**Task input**

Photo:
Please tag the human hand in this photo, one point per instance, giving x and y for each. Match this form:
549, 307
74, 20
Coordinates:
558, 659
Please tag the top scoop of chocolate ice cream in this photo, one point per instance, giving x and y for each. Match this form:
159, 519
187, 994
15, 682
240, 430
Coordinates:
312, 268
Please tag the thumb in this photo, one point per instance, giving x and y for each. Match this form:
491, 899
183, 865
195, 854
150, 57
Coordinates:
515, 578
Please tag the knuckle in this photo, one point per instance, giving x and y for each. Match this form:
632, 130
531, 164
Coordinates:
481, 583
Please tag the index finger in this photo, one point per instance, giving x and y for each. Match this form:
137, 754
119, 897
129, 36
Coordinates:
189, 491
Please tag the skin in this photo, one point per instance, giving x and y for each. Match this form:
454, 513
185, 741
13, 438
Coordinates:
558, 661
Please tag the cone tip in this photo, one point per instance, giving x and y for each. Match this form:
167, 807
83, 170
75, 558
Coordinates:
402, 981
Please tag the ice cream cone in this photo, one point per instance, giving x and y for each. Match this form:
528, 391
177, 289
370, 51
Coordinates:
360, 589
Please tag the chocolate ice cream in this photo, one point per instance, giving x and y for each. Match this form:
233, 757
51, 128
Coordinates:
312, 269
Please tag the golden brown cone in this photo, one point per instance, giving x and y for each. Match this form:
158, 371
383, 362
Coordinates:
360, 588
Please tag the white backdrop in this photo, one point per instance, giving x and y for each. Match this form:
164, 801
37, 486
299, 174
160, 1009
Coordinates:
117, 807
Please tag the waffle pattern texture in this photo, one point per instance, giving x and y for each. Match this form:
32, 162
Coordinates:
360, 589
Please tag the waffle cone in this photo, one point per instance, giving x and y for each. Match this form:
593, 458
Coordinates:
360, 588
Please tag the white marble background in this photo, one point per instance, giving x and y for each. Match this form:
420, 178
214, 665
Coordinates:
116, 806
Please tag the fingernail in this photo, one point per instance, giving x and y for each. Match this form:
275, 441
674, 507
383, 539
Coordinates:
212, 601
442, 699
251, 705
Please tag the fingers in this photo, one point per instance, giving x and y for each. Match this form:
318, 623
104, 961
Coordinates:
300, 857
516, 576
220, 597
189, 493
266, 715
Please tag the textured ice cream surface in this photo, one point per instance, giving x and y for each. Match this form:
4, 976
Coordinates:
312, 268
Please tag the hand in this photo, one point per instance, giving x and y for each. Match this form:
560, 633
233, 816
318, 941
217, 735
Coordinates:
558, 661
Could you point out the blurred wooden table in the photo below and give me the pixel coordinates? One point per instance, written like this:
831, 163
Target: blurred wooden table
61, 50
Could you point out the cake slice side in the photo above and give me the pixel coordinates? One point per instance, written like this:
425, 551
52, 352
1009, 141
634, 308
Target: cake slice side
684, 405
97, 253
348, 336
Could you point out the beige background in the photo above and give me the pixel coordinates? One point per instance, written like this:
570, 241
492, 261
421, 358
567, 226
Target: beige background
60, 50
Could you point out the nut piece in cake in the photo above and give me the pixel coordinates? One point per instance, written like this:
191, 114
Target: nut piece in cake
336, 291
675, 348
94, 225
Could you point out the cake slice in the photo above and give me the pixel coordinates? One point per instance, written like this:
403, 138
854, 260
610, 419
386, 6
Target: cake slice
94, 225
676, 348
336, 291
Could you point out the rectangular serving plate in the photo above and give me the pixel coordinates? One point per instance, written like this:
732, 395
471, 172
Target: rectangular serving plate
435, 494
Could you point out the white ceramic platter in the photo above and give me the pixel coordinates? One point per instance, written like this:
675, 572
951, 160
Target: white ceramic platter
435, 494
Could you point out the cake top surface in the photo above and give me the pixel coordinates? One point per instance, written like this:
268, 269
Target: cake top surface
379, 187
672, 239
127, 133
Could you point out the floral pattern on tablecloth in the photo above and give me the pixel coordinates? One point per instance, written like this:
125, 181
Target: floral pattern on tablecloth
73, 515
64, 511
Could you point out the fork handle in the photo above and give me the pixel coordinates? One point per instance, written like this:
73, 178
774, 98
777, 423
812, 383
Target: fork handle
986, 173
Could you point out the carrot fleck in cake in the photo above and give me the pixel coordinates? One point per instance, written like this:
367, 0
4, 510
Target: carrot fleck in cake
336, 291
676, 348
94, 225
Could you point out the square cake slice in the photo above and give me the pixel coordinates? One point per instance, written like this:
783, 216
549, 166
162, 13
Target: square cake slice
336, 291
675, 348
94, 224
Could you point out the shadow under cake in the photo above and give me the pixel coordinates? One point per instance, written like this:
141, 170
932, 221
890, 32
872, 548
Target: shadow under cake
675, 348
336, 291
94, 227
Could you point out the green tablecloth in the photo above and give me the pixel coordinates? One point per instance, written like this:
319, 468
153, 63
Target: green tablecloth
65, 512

**Task details**
Here the job is to restate all of the data word for word.

**Solved problem**
Photo:
Please tag the human hand in this photo, one point per instance, giving x and y for each. Match this form:
549, 307
74, 20
Coordinates:
558, 659
Please tag the top scoop of chocolate ice cream in this photo, one point per instance, giving x and y for each. Match this form:
159, 519
187, 994
15, 682
240, 430
Coordinates:
312, 268
Please tag the thumb in this photo, one point per instance, giving x and y for each. Match this form:
491, 899
183, 865
195, 854
150, 57
Coordinates:
515, 578
Please tag the knuckle in this photo, one point per instance, giving x and y for each. Match this form:
632, 130
531, 164
Coordinates:
481, 583
Please tag the index finger in this photo, one point per instance, giving x and y for each. Match this form:
137, 754
119, 897
129, 36
Coordinates:
189, 491
Please tag the skin in this photo, one point per instance, giving x and y for each. Match this form:
454, 513
185, 741
13, 438
Coordinates:
558, 661
Please tag the cone tip in this photo, one point per instance, giving x and y for each. Match this form:
167, 807
83, 170
75, 558
Coordinates:
402, 981
Please tag the ice cream cone in this photo, one point per instance, giving x and y for each. Match this form:
528, 391
177, 289
370, 51
Coordinates:
360, 589
Please tag the chocolate ice cream in this photo, one point per instance, giving x and y for each. Match this form:
233, 757
51, 128
Coordinates:
312, 269
Please tag the golden brown cone in this photo, one point per instance, giving x and y for each. Match this form:
158, 371
383, 362
Coordinates:
360, 588
Please tag the white backdrop in this photo, one point per instance, giving x and y for each. Match this form:
164, 801
37, 486
299, 174
160, 1009
Coordinates:
117, 807
Please tag the waffle pattern texture in this photo, one point per instance, giving x and y for each. Match this form:
32, 162
Coordinates:
360, 589
Please tag the waffle cone in this photo, one point per instance, giving x and y for each. Match this form:
593, 458
Coordinates:
360, 588
Please tag the white marble background in this photo, one point per instance, giving x and y for each. Match this form:
420, 178
214, 665
Coordinates:
116, 806
Please tag the fingernail in this photo, one point per instance, giving x and y for each. Match this form:
275, 441
674, 507
383, 539
Coordinates:
212, 601
442, 699
251, 705
Please tag the fingers in this photo, one point per instance, giving x and y for each. Match this form:
318, 623
104, 961
Coordinates:
300, 857
516, 576
220, 597
189, 493
266, 715
Please tag the textured ice cream surface in this photo, one point per instance, giving x and y for each. Match this form:
4, 976
Coordinates:
312, 268
Please tag the hand in this photo, one point per instance, giving x and y for each. Match this form:
560, 633
233, 816
318, 941
217, 735
Coordinates:
558, 661
Could you point out the blurred wooden table in the photo below and give me the pixel coordinates? One point per instance, written like this:
831, 163
Target: blurred wooden table
61, 50
Could you point out the cake slice side in the photo above and give me the pixel coordinates? One point per instance, written like this:
425, 551
52, 352
1009, 141
634, 308
Target: cake slice side
684, 405
97, 253
348, 336
Could you point out the beige background in the photo above and give me the pixel coordinates? One point per instance, written like this:
570, 241
492, 261
421, 358
567, 226
Target: beige background
60, 50
Could you point out the nut piece in cake in the photo above and give me the pixel coordinates? One point per instance, written like this:
191, 114
Target: nut piece in cake
336, 291
675, 348
94, 225
Could you point out the cake slice in the photo above and give me the pixel coordinates? One point per instance, written like this:
403, 138
854, 260
610, 419
386, 6
Target: cake slice
94, 225
676, 348
336, 291
Could you point out the rectangular serving plate in the photo above and give me the pixel coordinates? One point per instance, written like this:
732, 395
471, 172
Target: rectangular serving plate
435, 494
Could you point out the white ceramic platter in the photo above and give me the pixel coordinates? One point per instance, written like this:
675, 572
951, 160
Target: white ceramic platter
435, 494
Could you point out the cake top surface in the photo above and give me the pixel coordinates? One point per instance, written like this:
268, 269
Target: cake top surface
379, 187
672, 239
127, 133
Could you point out the floral pattern on tablecloth in the photo above and give me the pixel coordinates? One point per instance, written like this:
125, 181
Target: floral pattern on tablecloth
73, 515
64, 511
Could you point out the fork handle in the photo above and give me the pixel coordinates? One point per instance, written like this:
73, 178
774, 98
777, 423
812, 383
Target: fork handle
986, 173
Could you point out the carrot fleck in cake in the photo above and give me the pixel coordinates? One point per instance, written like this:
367, 0
4, 510
Target: carrot fleck in cake
336, 291
676, 348
94, 225
Could you point out the square cake slice in the photo above and give me the pixel coordinates? One point per instance, written like this:
783, 216
549, 166
162, 13
Target: square cake slice
336, 291
675, 348
94, 224
Could you point out the shadow under cake in the photo above and give me the pixel coordinates? One point per instance, written like this:
141, 170
932, 221
890, 32
872, 548
Target: shadow under cake
675, 348
336, 291
94, 227
Could you point out the green tablecloth in the photo above and give me the pixel coordinates? One point per instance, written like this:
319, 468
153, 63
Target: green tablecloth
65, 512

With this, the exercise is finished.